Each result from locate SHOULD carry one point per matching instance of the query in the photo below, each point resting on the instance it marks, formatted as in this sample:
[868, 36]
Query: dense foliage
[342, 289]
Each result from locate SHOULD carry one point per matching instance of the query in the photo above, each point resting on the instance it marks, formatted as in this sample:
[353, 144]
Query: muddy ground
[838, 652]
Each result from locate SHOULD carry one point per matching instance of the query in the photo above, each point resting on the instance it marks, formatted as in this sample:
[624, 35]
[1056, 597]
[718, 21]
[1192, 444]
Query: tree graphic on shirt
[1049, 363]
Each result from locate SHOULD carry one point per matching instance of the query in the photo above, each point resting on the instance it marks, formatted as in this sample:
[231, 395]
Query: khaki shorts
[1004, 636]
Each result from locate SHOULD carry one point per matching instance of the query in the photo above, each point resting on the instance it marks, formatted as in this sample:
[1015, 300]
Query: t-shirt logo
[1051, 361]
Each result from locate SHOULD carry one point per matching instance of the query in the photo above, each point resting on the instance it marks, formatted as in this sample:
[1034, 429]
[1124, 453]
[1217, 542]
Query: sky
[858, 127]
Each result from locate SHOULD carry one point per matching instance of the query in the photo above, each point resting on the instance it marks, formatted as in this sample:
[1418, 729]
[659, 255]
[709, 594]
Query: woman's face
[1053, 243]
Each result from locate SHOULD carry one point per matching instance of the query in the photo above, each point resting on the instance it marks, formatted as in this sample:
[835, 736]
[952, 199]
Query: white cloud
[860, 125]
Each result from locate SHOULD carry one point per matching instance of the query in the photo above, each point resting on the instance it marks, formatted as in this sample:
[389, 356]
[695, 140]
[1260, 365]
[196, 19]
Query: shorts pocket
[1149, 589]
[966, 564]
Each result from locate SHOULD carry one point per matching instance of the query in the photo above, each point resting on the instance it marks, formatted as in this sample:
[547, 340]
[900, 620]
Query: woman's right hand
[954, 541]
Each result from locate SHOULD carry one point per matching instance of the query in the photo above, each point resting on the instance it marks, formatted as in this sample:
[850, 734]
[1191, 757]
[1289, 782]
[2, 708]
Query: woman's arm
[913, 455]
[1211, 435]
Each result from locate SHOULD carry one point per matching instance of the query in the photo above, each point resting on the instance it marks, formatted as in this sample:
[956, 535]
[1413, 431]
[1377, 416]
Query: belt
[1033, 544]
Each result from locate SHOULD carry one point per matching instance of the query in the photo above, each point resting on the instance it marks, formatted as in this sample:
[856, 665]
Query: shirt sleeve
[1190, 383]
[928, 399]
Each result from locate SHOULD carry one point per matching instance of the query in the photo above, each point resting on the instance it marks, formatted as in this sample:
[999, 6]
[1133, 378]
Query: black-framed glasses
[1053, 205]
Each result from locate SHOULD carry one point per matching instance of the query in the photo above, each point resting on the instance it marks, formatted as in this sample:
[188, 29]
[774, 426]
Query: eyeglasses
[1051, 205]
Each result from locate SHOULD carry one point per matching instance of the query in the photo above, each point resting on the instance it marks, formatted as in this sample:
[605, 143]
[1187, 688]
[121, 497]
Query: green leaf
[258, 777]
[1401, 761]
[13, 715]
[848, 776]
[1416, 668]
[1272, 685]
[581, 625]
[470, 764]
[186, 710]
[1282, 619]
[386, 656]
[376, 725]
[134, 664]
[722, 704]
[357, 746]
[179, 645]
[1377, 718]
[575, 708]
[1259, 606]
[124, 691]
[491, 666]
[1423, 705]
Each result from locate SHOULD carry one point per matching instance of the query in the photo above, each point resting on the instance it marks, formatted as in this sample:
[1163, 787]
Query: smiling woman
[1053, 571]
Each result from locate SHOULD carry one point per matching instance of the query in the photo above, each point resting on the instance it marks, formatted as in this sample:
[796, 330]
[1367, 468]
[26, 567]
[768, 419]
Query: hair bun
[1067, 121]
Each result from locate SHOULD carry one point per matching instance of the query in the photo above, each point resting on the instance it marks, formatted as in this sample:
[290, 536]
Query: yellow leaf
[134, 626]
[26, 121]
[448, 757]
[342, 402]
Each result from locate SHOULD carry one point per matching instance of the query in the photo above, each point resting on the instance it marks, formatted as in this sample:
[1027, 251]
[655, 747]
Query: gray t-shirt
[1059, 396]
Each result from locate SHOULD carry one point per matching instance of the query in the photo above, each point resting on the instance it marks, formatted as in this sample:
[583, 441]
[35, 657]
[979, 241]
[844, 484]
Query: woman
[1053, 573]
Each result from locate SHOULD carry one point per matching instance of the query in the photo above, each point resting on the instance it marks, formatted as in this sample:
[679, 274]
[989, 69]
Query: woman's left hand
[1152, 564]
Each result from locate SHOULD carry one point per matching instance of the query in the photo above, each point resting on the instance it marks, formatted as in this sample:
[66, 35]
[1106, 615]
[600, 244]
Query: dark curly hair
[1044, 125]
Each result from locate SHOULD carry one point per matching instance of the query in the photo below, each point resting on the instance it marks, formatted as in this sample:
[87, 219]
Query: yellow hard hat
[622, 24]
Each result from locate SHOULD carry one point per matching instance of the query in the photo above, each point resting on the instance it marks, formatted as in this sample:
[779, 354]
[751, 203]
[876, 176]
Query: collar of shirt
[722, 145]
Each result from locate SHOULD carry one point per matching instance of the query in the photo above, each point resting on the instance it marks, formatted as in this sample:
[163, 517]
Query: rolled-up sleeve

#### PROBLEM REQUIREMENTS:
All of the material shown above should be written out exactly.

#### ANSWER BOX:
Each result from locate SHOULD carry one point per matching instance of the query in the photo below, each point resting on the instance it marks, formatted as in this sample:
[868, 36]
Query: dense foliage
[342, 289]
Each result from locate SHOULD carry one point per matching instance of the query in the photo above, each point resting on the instance it marks, formatted as in this sample:
[353, 144]
Query: muddy ground
[838, 652]
Each result from locate SHOULD carry one point per matching instance of the query in the photo above, each point resting on the instance it marks, formatted as in this sample:
[624, 35]
[1056, 597]
[718, 21]
[1192, 444]
Query: tree graphic on shirt
[1049, 363]
Each result from locate SHOULD carry one point per matching instance of the query in the photo above, each point resting on the instance it marks, formatted as in this sample:
[231, 395]
Query: khaki shorts
[1004, 636]
Each result from locate SHOULD carry one point per matching instance of the query in the photo above, each point resting on the instance it marks, formatted as in this sample:
[1015, 300]
Query: t-shirt logo
[1051, 361]
Each result from locate SHOULD carry one point per matching instance of the query in the photo above, each point resting on the instance it marks, formatted as in this sample:
[1034, 429]
[1124, 453]
[1217, 542]
Query: sky
[858, 127]
Each result from locate SHOULD carry one point per matching instance of the query in the photo above, each point resting on the instance it marks, formatted as in this sample:
[1418, 729]
[659, 255]
[709, 594]
Query: woman's face
[1053, 243]
Each result from locate SHOULD carry one point per matching instance of the query in the photo above, each point resting on the instance it marks, formatted as in this sample:
[835, 736]
[952, 199]
Query: white cloud
[860, 125]
Each result from locate SHOULD carry one point per matching instance of the query in the photo above, each point resting on the instance it marks, formatted as in this sample:
[389, 356]
[695, 140]
[1260, 365]
[196, 19]
Query: shorts pocket
[1149, 589]
[966, 564]
Each result from locate SHOULD carry one point per matching instance of the query in the photo above, each point resting on the instance it marks, formatted as in this sample:
[547, 340]
[900, 620]
Query: woman's right hand
[954, 541]
Each result from locate SHOULD carry one point per matching instance of the query in the photo above, each point resting on the instance it marks, formatted as in this sample:
[850, 734]
[1191, 757]
[1289, 782]
[2, 708]
Query: woman's arm
[913, 455]
[1211, 435]
Each result from locate SHOULD carry one point per matching instance of the query in the photo above, each point resting on the instance it marks, formatted as in this sample:
[956, 535]
[1413, 431]
[1377, 416]
Query: belt
[1033, 544]
Each result from locate SHOULD carry one point per matching instance of the query in the photo above, each point resting on the instance it marks, formatted as in this sample:
[856, 665]
Query: shirt sleeve
[1190, 383]
[928, 399]
Each result from locate SHOULD carry one point per matching instance of the query in the photo above, each point resting on the instance it marks, formatted as in this sample:
[999, 6]
[1133, 378]
Query: black-framed glasses
[1053, 205]
Each result from locate SHOULD carry one point per matching instance of the query in the photo above, each point resting on the instance it marks, formatted as in this sample:
[188, 29]
[774, 426]
Query: eyeglasses
[1051, 205]
Each result from locate SHOULD carry one point per matching instance of the query in the photo above, each point resting on the instance it marks, formatted as in this sample:
[605, 143]
[1187, 688]
[121, 497]
Query: green leaf
[258, 777]
[1401, 761]
[13, 715]
[848, 776]
[1416, 668]
[1272, 685]
[581, 625]
[470, 764]
[186, 710]
[1282, 619]
[386, 656]
[376, 725]
[134, 664]
[722, 704]
[357, 746]
[179, 645]
[1377, 718]
[575, 708]
[1259, 606]
[124, 691]
[491, 666]
[1423, 705]
Each result from locate SHOULD carry one point per matching instance of the query in the photo above, each point resting on the instance it marks, formatted as in this sample:
[1163, 787]
Query: smiling woman
[1053, 571]
Each result from locate SHOULD carry one point per matching instance of the query in the photo above, each point resting on the instance it marks, formatted as in this sample:
[796, 330]
[1367, 468]
[26, 567]
[768, 419]
Query: hair bun
[1067, 121]
Each result from locate SHOULD carry one point per matching instance of the query in the photo above, each point resting on the instance it marks, formatted as in this sample:
[290, 536]
Query: yellow leaf
[134, 626]
[26, 121]
[448, 757]
[342, 402]
Each result from locate SHOULD carry one point per matching instance of the query in the photo above, each point resting on the instance it marks, formatted as in this sample:
[1027, 251]
[655, 747]
Query: gray t-shirt
[1059, 396]
Each result from locate SHOULD carry one point per matching instance of the query in the photo above, each point resting on the instance it marks, formatted as in this sample:
[583, 441]
[35, 657]
[979, 241]
[844, 484]
Query: woman
[1053, 573]
Each result from locate SHOULD carry one point per matching instance of the query in the photo above, each point resting on the instance it marks, formatted as in this sample:
[679, 274]
[989, 69]
Query: woman's left hand
[1152, 564]
Each result from locate SHOULD carry one point per matching instance of the query in the photo above, each point resting on the instance it marks, formatted as in this sample:
[66, 35]
[1106, 615]
[600, 244]
Query: dark curly hair
[1044, 125]
Each result from locate SHOULD carry one point per matching instance of the query in the photo below, each point resting on the instance it marks, formatted as in this sample:
[87, 219]
Query: yellow hard hat
[622, 24]
Each result from locate SHOULD carry one point per matching instance of the query in the photo above, each point resting on the instance it marks, formatted as in this sample:
[779, 354]
[751, 203]
[876, 176]
Query: collar of shirt
[722, 145]
Each result from locate SHOULD carry one point per matching instance of the query in the photo above, each point resting on the instance it marks, formatted as in this sample:
[163, 517]
Query: rolled-up sleeve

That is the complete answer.